### Requests
a) In the probability problem below, explain why the solution assigns P(E1) the value 3/5.
b) From the listing below, pull out every line that contains the word "door".

### Extract provided

Question

There are 3 boxes each containing 3 red and 5 green balls. Also, there are 2 boxes each containing 4 red and 2 green balls. A green ball is selected at random. Find the probability that this green ball is from a box of the first group.

• A. $\frac{54}{61}$
• B. $\frac{45}{61}$
• C. $\frac{8}{31}$
• D. None of these

Answer 1

The correct option is B $\frac{45}{61}$

Let $E_1,E_2$ and A be the events defined as follows:
$E_1$=selecting a box from the first group
$E_2$=selecting a box from the second group and
A=ball drawn is green
Since there are 5 boxes out of which 3 boxes belong to the first group and 2 boxes belong to the second group. Therefore,
$P\left(E_1\right)=\frac{3}{5},P\left(E_2\right)=\frac{2}{5}$
If $E_1$ has already occurred, then a box from the first group is chosen. The box chosen contains 5 green balls and 3 red balls.
Therefore the probability of drawing a green ball from it is $\frac{5}{8}$.

### Input rows
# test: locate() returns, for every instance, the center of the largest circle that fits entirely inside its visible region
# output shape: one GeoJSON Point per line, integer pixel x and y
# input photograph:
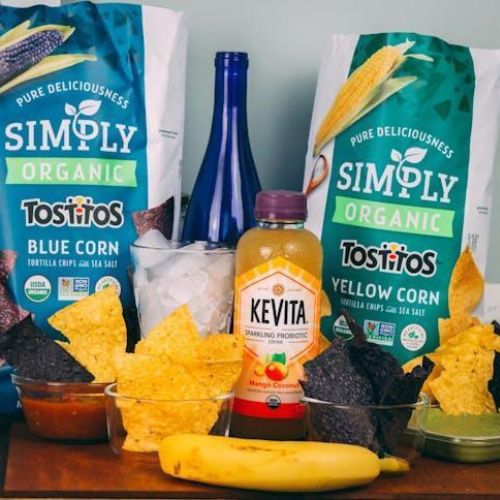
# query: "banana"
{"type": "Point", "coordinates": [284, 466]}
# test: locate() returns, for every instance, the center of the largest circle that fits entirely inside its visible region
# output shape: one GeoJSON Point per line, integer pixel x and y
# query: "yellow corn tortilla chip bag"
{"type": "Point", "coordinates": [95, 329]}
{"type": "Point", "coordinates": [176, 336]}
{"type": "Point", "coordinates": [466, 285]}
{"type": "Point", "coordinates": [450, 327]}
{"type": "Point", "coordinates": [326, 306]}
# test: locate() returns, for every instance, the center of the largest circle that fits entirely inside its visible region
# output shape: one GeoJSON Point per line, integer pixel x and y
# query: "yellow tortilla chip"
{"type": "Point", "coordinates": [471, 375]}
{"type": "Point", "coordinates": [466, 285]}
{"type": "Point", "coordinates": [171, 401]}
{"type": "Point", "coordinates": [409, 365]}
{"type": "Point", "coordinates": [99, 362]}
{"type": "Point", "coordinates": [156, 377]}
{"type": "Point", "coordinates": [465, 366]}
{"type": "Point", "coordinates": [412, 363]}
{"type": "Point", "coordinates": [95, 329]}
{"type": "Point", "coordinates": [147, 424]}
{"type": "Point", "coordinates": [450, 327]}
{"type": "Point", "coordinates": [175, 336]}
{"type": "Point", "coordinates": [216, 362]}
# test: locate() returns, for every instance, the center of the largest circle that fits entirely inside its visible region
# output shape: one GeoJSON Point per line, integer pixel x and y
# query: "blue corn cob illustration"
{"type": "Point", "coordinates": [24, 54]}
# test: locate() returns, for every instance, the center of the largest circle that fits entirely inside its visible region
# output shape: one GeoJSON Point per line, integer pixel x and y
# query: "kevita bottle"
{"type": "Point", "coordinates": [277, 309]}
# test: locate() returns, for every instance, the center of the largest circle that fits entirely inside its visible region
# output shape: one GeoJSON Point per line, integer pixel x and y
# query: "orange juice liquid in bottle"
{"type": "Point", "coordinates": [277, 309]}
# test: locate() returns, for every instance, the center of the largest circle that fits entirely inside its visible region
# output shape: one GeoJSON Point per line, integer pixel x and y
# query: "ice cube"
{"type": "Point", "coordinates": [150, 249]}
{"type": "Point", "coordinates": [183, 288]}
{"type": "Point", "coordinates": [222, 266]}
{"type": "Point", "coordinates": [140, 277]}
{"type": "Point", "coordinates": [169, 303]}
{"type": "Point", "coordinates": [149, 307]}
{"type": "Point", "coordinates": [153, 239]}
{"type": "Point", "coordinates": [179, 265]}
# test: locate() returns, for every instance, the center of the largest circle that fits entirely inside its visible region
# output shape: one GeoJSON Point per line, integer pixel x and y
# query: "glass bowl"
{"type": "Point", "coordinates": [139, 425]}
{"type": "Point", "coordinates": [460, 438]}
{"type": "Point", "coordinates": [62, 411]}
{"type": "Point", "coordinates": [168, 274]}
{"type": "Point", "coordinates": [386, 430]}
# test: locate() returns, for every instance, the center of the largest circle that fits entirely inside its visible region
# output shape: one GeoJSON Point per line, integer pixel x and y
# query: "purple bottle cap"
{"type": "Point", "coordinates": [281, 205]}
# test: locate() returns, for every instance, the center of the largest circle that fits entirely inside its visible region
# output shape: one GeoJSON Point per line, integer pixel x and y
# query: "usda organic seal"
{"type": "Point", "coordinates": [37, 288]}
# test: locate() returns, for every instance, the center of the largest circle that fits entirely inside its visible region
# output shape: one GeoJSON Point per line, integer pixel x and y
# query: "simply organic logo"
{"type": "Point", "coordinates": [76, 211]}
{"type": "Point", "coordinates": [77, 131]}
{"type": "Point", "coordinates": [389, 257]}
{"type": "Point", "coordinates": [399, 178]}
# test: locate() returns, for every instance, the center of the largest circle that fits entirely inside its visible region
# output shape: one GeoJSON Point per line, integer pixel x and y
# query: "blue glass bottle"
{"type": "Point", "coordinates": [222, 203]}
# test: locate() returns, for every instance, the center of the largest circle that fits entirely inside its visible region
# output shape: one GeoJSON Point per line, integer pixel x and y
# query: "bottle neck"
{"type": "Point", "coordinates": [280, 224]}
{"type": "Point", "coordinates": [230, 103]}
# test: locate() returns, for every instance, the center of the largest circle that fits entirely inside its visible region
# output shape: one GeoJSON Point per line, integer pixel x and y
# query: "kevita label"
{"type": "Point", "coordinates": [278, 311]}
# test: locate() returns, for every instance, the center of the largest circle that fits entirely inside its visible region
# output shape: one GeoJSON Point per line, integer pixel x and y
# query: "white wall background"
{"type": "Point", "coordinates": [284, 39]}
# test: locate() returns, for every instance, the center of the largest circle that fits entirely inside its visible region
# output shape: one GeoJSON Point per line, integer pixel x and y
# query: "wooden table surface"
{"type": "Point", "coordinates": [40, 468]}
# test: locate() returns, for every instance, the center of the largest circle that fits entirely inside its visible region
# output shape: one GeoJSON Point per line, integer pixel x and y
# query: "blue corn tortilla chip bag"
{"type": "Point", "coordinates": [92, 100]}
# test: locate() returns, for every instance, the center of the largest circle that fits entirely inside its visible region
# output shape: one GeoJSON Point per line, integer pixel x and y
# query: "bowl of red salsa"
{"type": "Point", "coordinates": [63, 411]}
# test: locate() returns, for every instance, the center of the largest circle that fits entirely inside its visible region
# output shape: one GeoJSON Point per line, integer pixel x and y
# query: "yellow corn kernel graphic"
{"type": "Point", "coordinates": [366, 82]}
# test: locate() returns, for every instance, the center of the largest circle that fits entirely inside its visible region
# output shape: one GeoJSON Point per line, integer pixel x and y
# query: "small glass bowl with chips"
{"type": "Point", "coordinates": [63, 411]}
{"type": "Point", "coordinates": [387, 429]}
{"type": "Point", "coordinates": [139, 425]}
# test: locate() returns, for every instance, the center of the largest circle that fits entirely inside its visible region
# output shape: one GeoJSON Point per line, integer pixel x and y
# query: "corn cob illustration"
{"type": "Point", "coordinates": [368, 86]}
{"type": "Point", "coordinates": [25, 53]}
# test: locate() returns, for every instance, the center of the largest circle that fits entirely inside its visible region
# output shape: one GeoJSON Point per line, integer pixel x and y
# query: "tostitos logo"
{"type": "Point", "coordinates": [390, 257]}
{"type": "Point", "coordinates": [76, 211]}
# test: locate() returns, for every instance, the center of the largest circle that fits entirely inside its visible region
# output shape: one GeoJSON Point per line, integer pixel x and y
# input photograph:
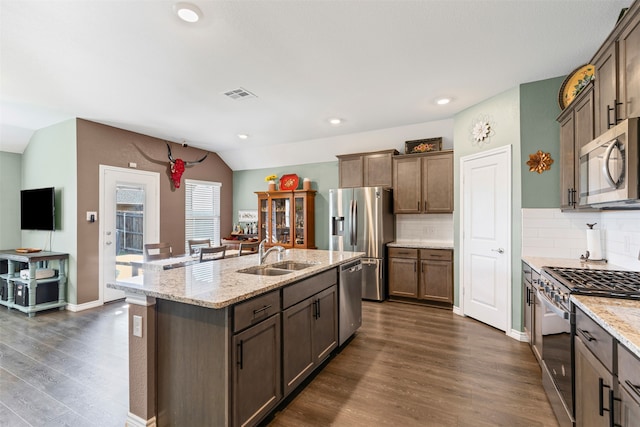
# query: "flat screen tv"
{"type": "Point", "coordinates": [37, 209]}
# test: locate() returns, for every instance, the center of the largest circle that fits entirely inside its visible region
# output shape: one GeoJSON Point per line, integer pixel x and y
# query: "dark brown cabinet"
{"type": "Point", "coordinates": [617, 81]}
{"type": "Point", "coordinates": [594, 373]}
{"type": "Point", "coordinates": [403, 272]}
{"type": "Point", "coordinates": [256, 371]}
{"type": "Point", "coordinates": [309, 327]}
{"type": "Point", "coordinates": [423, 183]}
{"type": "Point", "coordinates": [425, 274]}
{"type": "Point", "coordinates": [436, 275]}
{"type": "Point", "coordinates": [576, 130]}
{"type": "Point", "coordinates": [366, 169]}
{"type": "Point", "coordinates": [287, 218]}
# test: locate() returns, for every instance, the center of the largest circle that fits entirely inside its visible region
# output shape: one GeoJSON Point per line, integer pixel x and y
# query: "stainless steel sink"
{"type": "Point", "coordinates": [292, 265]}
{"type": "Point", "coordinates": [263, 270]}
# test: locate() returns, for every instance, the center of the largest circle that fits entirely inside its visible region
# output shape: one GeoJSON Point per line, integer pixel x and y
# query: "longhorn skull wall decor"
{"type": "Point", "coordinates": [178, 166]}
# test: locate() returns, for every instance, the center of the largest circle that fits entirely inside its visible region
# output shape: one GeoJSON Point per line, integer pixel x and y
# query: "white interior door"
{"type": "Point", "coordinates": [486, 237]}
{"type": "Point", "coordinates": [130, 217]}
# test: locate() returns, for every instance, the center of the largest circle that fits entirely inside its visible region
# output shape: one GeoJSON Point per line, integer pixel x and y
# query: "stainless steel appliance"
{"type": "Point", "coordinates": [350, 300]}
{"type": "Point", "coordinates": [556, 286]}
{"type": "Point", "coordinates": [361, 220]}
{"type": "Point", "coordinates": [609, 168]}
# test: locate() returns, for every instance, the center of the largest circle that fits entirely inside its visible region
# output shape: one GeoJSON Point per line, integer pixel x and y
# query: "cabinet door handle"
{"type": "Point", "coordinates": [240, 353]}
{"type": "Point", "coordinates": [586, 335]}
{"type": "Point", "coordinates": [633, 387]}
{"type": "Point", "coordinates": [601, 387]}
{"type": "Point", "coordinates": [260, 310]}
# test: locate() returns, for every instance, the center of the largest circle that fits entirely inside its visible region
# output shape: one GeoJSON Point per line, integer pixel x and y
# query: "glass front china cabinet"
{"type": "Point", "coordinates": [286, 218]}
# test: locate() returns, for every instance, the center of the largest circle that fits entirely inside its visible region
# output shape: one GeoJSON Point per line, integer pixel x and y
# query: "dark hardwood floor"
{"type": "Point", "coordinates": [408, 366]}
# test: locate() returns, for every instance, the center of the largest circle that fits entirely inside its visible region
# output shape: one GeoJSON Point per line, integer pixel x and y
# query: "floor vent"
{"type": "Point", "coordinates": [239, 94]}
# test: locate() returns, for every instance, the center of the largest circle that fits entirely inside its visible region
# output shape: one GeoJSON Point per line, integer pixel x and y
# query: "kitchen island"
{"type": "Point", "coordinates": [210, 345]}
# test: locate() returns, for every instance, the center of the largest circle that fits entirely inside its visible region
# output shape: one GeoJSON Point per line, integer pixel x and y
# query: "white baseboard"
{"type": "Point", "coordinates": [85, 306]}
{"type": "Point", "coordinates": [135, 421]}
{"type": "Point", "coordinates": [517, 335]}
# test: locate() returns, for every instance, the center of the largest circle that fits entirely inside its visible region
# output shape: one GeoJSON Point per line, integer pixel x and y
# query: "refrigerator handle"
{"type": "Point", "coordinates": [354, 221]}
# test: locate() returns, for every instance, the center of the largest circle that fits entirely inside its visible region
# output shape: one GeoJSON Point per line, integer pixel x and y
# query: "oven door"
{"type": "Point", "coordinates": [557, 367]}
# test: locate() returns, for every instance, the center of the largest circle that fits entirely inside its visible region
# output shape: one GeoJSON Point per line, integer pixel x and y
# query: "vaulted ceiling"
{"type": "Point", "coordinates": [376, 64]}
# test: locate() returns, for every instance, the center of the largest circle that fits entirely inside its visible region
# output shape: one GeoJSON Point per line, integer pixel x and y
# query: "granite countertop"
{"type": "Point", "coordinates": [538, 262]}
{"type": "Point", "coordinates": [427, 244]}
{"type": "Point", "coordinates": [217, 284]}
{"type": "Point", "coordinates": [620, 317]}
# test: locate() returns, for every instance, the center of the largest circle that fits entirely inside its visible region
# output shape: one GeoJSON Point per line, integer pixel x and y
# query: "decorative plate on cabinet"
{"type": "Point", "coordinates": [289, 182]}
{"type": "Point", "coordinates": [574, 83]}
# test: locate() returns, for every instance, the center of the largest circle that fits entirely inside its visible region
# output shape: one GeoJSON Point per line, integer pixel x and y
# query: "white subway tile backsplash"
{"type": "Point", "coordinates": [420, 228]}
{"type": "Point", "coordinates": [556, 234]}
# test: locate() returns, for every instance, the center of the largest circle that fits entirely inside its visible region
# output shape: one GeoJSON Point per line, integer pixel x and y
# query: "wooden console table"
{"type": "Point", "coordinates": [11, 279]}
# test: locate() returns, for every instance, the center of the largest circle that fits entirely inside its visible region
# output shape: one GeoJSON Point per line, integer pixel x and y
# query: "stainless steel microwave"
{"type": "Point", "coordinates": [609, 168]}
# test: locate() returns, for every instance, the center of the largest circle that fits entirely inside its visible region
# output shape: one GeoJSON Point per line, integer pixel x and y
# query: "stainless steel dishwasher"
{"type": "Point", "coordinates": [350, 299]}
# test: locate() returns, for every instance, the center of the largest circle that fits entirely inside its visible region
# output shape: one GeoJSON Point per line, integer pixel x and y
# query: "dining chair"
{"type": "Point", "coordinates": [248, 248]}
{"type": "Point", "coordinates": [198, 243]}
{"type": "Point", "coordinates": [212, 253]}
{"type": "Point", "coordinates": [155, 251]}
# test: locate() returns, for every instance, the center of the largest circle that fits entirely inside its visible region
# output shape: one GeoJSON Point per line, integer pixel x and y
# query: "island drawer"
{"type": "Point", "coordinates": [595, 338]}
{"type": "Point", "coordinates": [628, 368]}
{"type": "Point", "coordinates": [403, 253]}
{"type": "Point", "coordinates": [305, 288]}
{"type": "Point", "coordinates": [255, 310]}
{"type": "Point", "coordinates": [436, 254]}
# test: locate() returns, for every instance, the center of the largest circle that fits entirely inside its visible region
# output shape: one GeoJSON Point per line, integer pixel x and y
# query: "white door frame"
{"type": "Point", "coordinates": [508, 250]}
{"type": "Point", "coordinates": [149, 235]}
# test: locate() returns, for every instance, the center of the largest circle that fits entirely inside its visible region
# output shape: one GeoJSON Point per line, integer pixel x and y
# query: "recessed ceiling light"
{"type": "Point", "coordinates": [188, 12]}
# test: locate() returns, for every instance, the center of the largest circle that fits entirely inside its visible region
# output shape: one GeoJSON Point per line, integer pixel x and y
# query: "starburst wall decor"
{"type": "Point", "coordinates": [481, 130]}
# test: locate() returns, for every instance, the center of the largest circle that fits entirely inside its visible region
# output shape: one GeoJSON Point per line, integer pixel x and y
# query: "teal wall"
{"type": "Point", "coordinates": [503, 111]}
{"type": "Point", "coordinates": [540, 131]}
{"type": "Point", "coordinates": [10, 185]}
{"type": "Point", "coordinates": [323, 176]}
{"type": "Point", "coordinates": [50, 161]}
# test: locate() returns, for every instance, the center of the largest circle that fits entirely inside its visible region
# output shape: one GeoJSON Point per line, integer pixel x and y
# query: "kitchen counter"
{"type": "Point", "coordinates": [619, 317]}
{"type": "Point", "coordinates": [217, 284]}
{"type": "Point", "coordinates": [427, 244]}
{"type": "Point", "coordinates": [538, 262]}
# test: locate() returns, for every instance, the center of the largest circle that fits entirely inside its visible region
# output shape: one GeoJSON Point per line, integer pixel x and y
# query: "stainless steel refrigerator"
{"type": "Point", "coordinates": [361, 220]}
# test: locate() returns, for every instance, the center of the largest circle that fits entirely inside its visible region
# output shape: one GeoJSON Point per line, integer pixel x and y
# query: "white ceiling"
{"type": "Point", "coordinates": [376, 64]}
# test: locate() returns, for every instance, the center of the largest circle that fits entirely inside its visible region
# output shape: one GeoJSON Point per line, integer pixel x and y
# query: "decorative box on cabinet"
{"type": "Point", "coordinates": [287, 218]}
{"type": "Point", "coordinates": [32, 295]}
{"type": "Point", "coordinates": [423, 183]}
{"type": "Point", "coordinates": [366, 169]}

### Answers to each task
a) There are 5 boxes in total, and 3 of them belong to the first group. Selecting a box from the first group therefore has probability 3/5.

b)
# query: "white interior door"
# query: "cabinet door handle"
# query: "oven door"
# query: "white door frame"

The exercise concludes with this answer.